— CONSIGNE 1 —
Énumérez toutes les lignes ci-dessous qui contiennent la chaîne « soil ». La casse doit être respectée.

— TEXTE RETENU —
***

Si la courte fenêtre de temps sec du 10 au 14 mai a permis aux agriculteurs d’effectuer une bonne partie des semis de maïs, et de récolter des foins déjà bien mûrs, les inquiétudes persistent pour la réalisation de stocks fourragers en vue de l’automne-hiver 2024.
Les conditions climatiques depuis début 2024 sont assez semblables à 2001, en termes de cumuls de degrés-jours (base 6-30°C) et de précipitations. Cette année-là, les cumuls de précipitations avaient été supérieurs aux normales saisonnières jusqu’en septembre… mais l’automne avait été sec et frais. Ces conditions compliquent nombre d’opérations culturales d’implantation des cultures de printemps, dont le maïs destiné à l’ensilage : certaines parcelles sont d’ailleurs toujours impraticables… « La Bresse, le val de Saône inondable, la Haute-Saône, le Doubs et le Territoire de Belfort restent les zones les plus en retard. », notent les auteurs du bulletin régional de santé du végétal.

***

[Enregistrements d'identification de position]

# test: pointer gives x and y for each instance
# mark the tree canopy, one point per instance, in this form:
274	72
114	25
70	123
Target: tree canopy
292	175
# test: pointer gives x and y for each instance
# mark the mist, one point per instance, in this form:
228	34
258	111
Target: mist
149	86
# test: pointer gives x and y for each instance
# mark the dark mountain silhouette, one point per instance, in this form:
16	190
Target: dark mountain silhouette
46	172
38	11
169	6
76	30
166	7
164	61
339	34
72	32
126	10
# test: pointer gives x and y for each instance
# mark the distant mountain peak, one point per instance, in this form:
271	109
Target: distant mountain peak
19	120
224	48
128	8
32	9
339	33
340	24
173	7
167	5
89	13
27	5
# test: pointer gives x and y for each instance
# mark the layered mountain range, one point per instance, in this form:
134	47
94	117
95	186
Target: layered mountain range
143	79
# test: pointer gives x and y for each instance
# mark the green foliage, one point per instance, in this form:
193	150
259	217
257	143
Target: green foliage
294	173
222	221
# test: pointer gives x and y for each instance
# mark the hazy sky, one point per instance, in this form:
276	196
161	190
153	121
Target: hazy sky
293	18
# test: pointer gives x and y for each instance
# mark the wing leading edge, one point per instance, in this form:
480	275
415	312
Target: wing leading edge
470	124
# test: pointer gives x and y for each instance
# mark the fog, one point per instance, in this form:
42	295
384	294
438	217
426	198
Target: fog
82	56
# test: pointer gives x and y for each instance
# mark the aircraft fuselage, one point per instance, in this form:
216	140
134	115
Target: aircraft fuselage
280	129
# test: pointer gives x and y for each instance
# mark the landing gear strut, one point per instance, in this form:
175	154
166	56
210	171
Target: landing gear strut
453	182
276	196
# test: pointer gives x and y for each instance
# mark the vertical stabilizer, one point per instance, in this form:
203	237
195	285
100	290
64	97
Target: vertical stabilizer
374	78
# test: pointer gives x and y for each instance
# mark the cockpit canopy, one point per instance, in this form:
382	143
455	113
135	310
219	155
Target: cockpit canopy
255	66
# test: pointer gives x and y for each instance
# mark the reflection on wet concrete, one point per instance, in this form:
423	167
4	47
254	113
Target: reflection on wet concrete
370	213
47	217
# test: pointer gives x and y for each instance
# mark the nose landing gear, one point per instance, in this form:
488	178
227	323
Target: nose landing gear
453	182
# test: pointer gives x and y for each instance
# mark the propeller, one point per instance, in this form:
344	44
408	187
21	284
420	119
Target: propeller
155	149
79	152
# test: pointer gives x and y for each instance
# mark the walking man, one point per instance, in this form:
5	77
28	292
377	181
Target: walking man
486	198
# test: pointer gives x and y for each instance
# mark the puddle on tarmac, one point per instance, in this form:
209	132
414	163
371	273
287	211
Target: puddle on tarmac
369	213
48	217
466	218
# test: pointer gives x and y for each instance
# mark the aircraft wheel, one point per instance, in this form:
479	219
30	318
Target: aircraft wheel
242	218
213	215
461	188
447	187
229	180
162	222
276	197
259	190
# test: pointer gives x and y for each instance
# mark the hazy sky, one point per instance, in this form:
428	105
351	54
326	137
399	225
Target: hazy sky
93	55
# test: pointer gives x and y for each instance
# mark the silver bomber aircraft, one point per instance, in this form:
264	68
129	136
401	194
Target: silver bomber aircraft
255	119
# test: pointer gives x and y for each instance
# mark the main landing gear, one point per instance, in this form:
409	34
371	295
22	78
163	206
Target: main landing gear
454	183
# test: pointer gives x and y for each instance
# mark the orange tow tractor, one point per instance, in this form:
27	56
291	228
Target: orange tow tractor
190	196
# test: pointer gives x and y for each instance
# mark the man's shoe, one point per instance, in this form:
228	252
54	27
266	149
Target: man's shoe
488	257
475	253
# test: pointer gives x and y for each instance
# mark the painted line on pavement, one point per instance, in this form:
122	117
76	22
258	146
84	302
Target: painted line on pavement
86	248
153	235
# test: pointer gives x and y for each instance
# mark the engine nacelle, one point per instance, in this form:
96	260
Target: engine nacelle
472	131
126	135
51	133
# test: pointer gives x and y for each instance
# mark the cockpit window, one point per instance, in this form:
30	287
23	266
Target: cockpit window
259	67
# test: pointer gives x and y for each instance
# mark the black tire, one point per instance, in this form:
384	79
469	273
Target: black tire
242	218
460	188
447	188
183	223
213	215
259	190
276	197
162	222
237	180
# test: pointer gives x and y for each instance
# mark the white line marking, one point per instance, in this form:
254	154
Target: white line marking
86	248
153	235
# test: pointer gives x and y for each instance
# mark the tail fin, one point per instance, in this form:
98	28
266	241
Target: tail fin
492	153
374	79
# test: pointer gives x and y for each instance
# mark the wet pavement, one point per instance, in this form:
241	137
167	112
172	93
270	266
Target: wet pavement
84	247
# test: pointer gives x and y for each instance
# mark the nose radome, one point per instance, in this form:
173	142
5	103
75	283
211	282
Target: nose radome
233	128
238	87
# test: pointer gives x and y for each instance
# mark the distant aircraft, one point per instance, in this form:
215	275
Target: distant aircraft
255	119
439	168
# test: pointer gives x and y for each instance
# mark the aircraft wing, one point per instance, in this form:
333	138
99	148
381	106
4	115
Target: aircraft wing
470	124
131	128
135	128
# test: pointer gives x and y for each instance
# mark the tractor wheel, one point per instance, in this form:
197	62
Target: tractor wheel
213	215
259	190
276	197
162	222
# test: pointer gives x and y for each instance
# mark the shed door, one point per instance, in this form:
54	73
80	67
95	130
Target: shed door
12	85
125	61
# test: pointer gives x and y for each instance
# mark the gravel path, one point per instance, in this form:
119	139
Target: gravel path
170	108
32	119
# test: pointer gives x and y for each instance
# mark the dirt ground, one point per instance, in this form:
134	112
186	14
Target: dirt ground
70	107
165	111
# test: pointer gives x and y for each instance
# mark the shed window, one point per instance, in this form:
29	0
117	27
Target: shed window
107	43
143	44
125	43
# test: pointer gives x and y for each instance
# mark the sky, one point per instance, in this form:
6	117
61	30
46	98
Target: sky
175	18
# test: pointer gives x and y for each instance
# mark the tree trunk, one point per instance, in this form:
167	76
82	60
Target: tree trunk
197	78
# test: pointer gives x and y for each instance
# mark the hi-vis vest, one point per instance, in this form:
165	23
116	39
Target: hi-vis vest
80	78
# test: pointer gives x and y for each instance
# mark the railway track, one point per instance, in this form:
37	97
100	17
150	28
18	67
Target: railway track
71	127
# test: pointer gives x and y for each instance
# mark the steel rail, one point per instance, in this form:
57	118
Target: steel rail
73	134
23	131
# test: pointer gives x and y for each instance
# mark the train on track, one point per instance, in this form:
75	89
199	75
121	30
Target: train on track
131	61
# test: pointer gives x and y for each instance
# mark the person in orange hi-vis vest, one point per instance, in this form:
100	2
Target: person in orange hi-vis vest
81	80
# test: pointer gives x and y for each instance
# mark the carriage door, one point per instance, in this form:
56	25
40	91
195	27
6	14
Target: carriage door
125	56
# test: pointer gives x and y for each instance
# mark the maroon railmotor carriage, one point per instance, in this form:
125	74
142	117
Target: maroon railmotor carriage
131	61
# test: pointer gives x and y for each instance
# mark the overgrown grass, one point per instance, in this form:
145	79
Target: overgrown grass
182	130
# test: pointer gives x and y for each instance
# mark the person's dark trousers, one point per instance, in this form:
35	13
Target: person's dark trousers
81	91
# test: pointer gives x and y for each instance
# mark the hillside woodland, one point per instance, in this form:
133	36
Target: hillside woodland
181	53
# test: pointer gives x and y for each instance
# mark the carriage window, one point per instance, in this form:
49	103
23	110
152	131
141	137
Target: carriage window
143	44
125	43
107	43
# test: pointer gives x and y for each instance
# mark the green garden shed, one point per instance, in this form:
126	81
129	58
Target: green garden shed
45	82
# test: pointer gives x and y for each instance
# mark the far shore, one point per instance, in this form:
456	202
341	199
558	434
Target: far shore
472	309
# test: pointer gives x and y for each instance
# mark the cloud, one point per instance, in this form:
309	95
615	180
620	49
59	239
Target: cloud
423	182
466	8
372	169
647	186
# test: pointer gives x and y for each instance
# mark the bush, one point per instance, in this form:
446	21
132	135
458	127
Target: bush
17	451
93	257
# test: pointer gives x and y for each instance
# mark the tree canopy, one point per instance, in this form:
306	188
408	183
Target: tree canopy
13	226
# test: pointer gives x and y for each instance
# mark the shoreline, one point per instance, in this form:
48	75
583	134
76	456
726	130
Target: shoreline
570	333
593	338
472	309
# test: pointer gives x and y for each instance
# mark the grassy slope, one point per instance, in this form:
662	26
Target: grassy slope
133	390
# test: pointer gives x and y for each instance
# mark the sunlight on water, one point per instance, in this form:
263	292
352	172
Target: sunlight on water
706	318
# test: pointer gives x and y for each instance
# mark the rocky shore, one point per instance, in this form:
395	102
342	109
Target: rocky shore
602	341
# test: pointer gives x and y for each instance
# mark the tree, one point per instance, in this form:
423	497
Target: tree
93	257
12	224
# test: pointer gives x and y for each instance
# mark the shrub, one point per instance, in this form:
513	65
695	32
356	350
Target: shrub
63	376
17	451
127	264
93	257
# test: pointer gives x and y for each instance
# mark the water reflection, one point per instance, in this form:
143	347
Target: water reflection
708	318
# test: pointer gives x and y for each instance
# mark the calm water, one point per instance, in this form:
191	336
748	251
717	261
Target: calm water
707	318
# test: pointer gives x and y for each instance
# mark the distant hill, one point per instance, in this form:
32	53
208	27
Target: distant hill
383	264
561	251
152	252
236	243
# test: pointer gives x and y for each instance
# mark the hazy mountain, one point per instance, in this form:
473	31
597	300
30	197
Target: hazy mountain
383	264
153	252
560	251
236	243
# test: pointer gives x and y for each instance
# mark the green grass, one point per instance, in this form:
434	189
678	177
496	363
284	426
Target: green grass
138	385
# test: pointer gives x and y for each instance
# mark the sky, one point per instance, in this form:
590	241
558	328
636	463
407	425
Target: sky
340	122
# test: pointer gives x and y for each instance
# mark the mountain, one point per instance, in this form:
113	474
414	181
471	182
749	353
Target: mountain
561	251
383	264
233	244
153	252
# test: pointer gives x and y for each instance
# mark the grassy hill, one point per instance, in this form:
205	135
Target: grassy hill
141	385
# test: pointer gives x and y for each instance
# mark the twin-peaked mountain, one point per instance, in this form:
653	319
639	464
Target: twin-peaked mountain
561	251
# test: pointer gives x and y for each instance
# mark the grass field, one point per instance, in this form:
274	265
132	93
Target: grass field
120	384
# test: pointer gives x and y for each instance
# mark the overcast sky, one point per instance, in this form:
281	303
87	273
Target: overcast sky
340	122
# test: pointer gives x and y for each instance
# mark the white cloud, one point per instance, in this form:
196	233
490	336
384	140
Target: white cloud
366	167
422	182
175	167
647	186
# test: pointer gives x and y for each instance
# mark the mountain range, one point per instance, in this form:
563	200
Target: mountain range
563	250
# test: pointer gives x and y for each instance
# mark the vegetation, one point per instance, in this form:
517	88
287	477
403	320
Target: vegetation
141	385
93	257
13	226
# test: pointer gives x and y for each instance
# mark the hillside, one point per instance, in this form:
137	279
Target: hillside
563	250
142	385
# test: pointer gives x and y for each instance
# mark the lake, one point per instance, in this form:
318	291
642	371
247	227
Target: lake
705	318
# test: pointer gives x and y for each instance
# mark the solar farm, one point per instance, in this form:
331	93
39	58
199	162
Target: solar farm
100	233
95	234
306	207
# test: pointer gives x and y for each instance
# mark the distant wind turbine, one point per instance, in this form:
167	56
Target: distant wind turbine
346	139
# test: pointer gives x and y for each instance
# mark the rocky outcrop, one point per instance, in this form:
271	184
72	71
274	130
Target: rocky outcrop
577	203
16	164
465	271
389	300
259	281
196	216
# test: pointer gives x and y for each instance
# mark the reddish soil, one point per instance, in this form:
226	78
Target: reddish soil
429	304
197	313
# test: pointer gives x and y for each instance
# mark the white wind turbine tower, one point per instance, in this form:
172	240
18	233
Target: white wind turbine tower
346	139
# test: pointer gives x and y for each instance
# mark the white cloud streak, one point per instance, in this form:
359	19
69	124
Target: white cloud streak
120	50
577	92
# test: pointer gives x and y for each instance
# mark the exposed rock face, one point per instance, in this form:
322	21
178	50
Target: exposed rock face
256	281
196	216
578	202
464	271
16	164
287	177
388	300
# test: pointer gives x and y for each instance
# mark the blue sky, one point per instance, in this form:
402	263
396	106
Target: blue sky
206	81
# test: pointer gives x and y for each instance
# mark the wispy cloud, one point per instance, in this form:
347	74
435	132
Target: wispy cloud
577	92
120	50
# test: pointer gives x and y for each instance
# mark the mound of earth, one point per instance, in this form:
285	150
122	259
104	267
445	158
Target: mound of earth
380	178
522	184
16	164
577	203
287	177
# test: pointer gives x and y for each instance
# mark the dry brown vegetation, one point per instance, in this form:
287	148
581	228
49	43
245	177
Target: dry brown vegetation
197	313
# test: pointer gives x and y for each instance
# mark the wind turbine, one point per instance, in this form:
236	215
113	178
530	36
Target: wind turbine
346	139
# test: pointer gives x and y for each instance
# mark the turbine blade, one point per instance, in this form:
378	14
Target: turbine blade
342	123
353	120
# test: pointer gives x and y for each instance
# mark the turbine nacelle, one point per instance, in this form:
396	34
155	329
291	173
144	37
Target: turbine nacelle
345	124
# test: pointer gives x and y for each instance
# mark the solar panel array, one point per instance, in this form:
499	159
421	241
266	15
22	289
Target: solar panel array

***

— CONSIGNE 2 —
Transcrivez le passage du texte sur les semis et les stocks fourragers qui s'ouvre sur les mots « Les conditions climatiques » et se clôt sur « santé du végétal. ».

— RÉSULTAT 1 —
# mark the reddish soil, one point per instance, in this form:
Target: reddish soil

— RÉSULTAT 2 —
Les conditions climatiques depuis début 2024 sont assez semblables à 2001, en termes de cumuls de degrés-jours (base 6-30°C) et de précipitations. Cette année-là, les cumuls de précipitations avaient été supérieurs aux normales saisonnières jusqu’en septembre… mais l’automne avait été sec et frais. Ces conditions compliquent nombre d’opérations culturales d’implantation des cultures de printemps, dont le maïs destiné à l’ensilage : certaines parcelles sont d’ailleurs toujours impraticables… « La Bresse, le val de Saône inondable, la Haute-Saône, le Doubs et le Territoire de Belfort restent les zones les plus en retard. », notent les auteurs du bulletin régional de santé du végétal.